__Task data__.

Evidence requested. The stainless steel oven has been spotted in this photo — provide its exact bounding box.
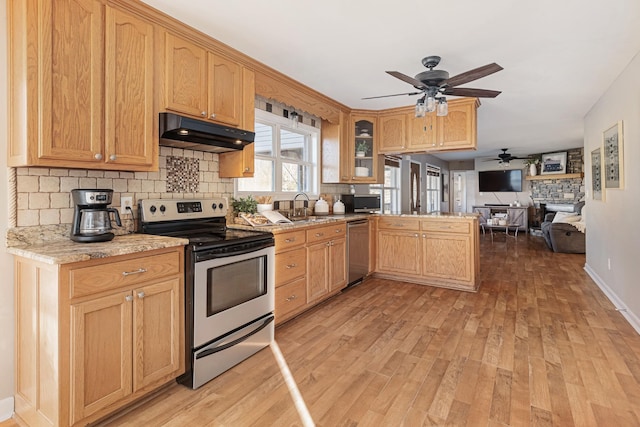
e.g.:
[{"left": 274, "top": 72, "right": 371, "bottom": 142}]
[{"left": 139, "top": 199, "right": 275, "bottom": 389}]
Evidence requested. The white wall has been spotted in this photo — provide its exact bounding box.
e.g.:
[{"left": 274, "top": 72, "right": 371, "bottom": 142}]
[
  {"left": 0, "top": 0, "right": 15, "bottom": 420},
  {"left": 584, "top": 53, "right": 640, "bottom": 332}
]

==

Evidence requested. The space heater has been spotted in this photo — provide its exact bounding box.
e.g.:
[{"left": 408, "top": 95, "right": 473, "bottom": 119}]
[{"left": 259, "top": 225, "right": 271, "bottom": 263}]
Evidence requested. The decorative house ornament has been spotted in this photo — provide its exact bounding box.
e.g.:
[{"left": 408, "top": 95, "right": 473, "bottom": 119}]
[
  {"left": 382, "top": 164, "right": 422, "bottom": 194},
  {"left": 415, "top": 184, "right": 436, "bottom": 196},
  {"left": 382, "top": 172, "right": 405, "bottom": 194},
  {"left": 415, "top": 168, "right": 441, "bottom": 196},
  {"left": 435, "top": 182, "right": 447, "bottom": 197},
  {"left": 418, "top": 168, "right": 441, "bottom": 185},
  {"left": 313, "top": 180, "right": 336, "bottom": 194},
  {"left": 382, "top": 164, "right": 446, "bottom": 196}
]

---

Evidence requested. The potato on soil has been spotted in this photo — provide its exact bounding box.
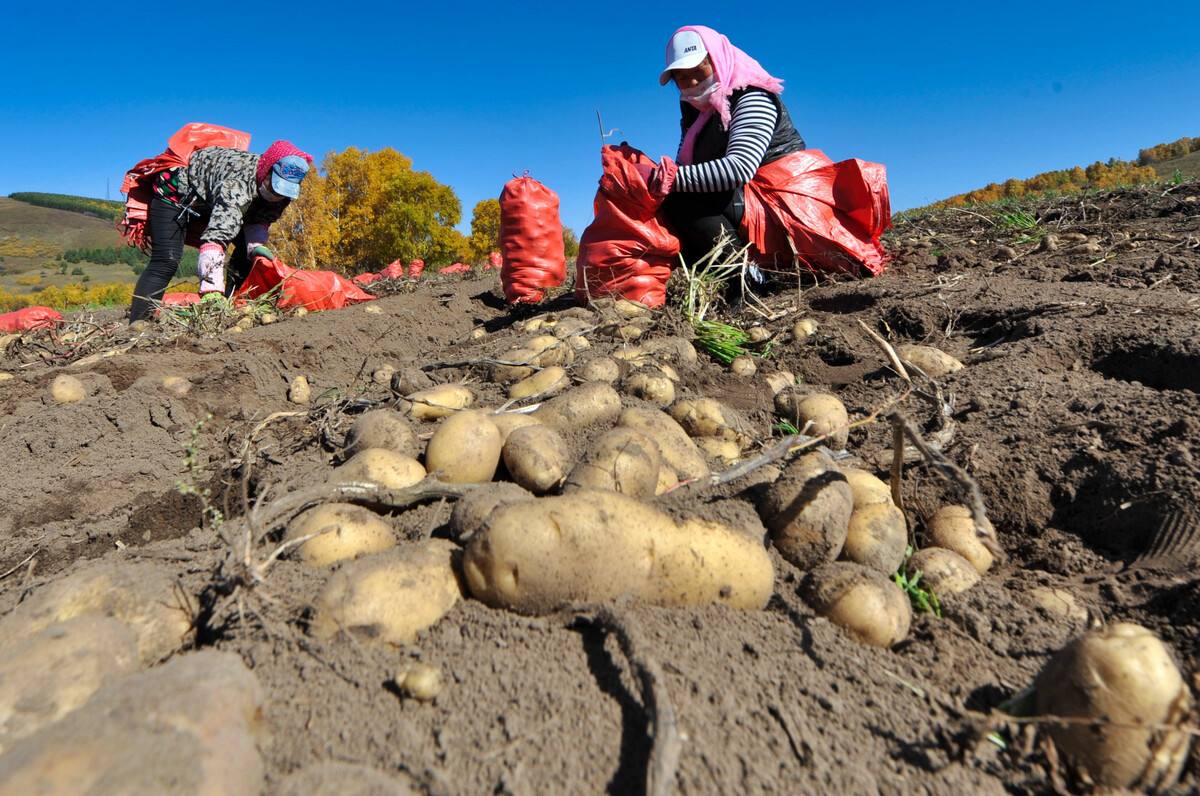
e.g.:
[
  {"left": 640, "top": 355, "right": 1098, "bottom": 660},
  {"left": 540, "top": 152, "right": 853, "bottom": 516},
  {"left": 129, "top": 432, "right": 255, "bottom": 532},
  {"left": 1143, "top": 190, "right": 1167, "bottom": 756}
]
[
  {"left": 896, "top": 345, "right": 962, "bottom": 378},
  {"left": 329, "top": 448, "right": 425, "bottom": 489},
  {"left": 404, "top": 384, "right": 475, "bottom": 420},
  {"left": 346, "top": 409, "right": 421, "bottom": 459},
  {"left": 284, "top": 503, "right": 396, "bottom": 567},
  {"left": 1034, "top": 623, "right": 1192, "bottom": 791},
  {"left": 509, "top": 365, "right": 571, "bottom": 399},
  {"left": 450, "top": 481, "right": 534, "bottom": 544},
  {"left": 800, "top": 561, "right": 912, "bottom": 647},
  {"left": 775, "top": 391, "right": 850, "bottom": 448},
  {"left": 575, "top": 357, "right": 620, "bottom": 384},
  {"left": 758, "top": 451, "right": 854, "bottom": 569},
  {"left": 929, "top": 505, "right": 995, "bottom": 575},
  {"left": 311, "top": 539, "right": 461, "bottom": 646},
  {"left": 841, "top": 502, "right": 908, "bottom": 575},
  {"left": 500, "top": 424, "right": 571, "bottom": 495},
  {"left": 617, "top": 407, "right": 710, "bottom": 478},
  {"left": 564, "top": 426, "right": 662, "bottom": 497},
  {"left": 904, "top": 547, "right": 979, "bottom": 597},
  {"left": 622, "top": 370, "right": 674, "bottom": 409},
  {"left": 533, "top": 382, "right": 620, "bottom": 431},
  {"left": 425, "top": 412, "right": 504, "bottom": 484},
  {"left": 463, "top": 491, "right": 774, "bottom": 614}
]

__Work instructions__.
Count the lines in the entries above that contain the word "requested", matching case exactly. Reply with only the number.

__Result of this exercise__.
5